Infos Complémentaires

Salle de Conférences IV - 24 rue Lhomond

2ème étage - 13h30

Jeudi 16 juin

Résumé :

Most engineering, biological, and geological materials ultimately fail under
large enough forces, as exemplified by catastrophic airplane failure, broken
bones, and earthquakes. Even though crack propagation is the most common
mode of failure, predicting the path of a crack in a material has remained a
major challenge. This challenge stems from the fact that cracking is controlled
by phenomena on multiple length and time scales from the elastic deformation
of the material on a macroscopic scale to the breaking of atomic bonds
on submicrometer to angstrom scales. I will present recent progress made
to understand how cracks propagate in a three-dimensional material through
computational and experimental studies. Computational studies exploit a new
class of fracture models that naturally bridge short and large scales of this
problem. The results shed light on the fundamental mechanism by which the
combination of tension and tearing leads to a widely observed and intriguing
fragmentation of a planar crack into multiple daughter crack segments or
”fracture lances”. They also highlight the need for a short-scale regularization
of standard crack propagation laws in three dimensions to avoid unphysical
ultraviolet divergences that have until recently escaped notice of the fracture
community.

- TRY IT
In the abstract on crack propagation, what do the computational studies exploit?

- Pointing data for referring expressions
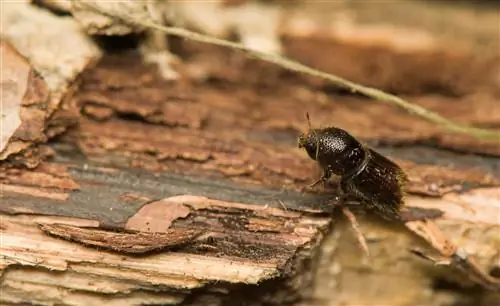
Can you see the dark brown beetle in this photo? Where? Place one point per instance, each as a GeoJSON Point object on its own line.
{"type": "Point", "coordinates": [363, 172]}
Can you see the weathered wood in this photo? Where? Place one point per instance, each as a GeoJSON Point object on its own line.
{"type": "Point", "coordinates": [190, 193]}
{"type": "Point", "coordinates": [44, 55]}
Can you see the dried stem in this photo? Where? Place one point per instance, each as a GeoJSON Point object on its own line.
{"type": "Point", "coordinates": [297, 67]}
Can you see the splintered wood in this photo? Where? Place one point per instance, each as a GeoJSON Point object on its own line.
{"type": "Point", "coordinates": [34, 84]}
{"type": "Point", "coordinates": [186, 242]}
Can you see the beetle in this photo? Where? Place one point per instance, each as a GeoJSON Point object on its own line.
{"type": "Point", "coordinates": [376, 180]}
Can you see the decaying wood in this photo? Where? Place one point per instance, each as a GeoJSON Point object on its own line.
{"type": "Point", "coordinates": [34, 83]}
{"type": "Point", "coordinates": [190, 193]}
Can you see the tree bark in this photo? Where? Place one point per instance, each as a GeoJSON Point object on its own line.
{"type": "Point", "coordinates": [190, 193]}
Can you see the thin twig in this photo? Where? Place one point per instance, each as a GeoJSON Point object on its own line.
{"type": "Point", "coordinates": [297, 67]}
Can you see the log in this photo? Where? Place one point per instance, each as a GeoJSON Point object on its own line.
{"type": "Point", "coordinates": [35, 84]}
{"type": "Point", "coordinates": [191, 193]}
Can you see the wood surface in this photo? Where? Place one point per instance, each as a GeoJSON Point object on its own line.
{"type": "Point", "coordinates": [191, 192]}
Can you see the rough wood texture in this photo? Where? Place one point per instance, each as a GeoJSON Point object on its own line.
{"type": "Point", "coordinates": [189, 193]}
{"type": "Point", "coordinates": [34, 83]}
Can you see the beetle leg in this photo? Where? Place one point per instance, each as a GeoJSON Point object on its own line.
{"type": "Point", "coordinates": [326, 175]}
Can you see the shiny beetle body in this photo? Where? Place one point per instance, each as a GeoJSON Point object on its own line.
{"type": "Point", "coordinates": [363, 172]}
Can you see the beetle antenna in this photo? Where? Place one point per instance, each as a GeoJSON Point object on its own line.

--

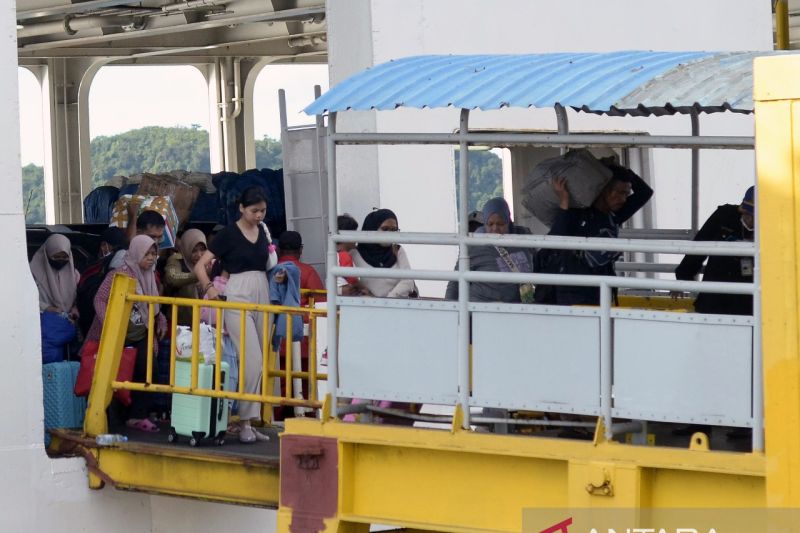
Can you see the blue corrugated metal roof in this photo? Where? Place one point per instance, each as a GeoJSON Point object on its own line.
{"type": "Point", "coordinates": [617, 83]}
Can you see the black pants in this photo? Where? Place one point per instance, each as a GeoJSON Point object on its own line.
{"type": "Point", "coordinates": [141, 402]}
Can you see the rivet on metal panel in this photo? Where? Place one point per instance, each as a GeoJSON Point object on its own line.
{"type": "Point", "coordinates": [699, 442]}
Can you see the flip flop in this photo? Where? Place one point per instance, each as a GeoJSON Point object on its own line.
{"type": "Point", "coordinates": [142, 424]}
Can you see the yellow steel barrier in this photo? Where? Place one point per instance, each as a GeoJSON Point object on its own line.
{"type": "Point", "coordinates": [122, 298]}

- FINAL ANSWER
They exploit a new class of fracture models that naturally bridge the short and large scales of the problem.